• **YOUR TASK**:
Below are records; copy every line in them that holds the word "position".

• **AVAILABLE DATA**:

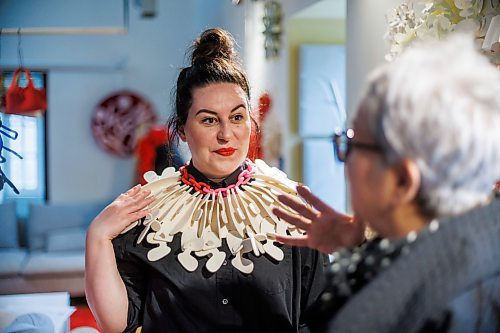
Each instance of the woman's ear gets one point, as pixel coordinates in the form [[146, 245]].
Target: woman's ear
[[408, 180], [181, 133]]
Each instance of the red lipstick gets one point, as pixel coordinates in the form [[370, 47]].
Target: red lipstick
[[225, 151]]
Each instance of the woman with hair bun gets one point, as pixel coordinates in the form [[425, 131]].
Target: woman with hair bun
[[194, 249]]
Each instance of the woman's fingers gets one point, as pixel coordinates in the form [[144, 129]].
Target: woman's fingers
[[296, 220], [321, 206], [134, 190]]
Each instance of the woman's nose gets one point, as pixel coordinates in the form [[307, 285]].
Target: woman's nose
[[224, 132]]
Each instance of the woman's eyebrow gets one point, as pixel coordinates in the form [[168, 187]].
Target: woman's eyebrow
[[215, 113]]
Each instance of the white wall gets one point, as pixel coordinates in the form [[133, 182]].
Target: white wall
[[271, 75], [366, 48], [82, 71]]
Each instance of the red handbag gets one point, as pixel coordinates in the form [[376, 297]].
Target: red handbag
[[26, 101]]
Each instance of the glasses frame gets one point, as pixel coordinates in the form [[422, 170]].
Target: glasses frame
[[343, 144]]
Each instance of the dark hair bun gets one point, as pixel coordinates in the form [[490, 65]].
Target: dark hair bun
[[212, 44]]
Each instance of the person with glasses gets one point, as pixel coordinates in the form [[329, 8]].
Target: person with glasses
[[422, 156]]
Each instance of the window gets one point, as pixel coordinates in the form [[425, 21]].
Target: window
[[29, 173]]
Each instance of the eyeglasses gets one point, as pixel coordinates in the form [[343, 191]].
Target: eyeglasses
[[343, 144]]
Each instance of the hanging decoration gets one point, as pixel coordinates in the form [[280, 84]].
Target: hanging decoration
[[119, 120], [24, 101], [435, 19], [11, 134], [256, 150], [272, 31]]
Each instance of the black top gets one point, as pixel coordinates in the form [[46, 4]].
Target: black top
[[165, 297]]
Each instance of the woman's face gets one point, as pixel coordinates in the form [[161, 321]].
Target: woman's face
[[217, 129], [371, 181]]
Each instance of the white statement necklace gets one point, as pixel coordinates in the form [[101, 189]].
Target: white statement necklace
[[241, 214]]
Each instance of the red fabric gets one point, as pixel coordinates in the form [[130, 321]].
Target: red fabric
[[255, 150], [82, 317], [146, 149], [24, 101]]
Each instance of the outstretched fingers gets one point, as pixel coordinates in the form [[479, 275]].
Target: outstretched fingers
[[311, 199], [296, 220]]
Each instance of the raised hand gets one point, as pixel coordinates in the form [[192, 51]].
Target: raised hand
[[326, 229], [124, 210]]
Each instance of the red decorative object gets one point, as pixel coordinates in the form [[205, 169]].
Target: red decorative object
[[255, 150], [146, 149], [119, 120], [27, 101]]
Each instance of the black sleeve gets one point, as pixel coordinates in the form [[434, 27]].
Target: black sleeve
[[133, 273], [313, 270]]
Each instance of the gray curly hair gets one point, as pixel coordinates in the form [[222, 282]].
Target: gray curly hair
[[439, 104]]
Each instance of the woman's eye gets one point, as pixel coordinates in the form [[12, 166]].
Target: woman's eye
[[209, 120], [238, 117]]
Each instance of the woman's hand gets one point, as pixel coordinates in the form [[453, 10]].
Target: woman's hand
[[124, 210], [326, 229]]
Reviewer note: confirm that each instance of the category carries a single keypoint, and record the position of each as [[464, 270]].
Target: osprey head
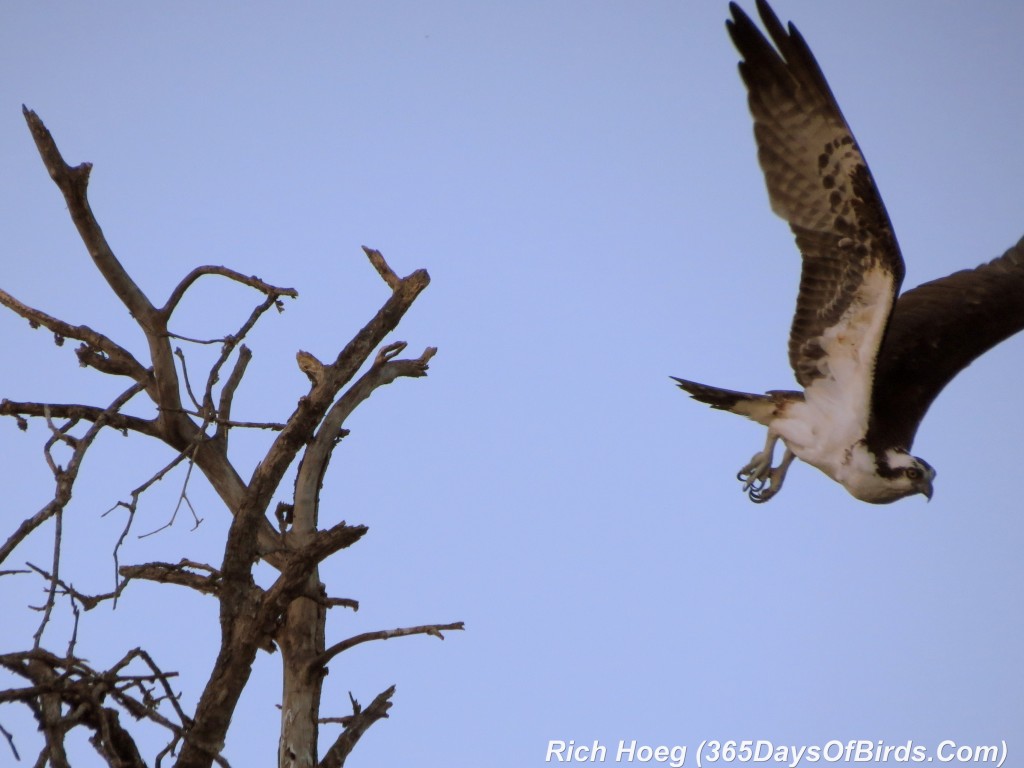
[[901, 475]]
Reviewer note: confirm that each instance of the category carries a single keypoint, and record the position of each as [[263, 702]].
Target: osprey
[[869, 364]]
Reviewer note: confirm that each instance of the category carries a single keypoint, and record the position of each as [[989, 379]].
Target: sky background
[[580, 180]]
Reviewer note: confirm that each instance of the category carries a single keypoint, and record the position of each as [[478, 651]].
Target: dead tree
[[195, 420]]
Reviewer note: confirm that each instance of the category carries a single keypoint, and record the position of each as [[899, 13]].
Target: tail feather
[[760, 408]]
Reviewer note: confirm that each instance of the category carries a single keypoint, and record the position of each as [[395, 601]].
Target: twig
[[10, 742], [377, 259], [252, 282], [430, 629], [357, 724], [184, 375], [182, 499]]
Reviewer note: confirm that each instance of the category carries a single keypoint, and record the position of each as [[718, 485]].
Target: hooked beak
[[927, 489]]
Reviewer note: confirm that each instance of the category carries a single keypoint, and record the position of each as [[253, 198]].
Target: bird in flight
[[870, 360]]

• **SOLUTION BELOW**:
Reviewer note: confirm that each instance of the category carries a single keypoint, and record the position of each as [[464, 270]].
Reviewer note: confirm that each instance of the category carries a single keypoint, and record the position of each as [[263, 702]].
Reviewer note: confirm that each instance of the category carries a single keypoint, and record the position of each as [[989, 379]].
Reviewer note: confirm that each instance of the category carries a single keypoint, and record the position of each as [[478, 651]].
Reviewer note: confirm that each instance of the category carries a single keypoint, and record the position of each as [[899, 13]].
Reviewer note: confirm that each instance of the category carries a single keypoint, and record the position of each as [[395, 601]].
Reviewer note: confirm that each instance of the category carries a single keypoint, and record the position of each as [[718, 485]].
Reviewer note: confirm that each instance of the category carries a single keypoint, and record the position of each as [[253, 198]].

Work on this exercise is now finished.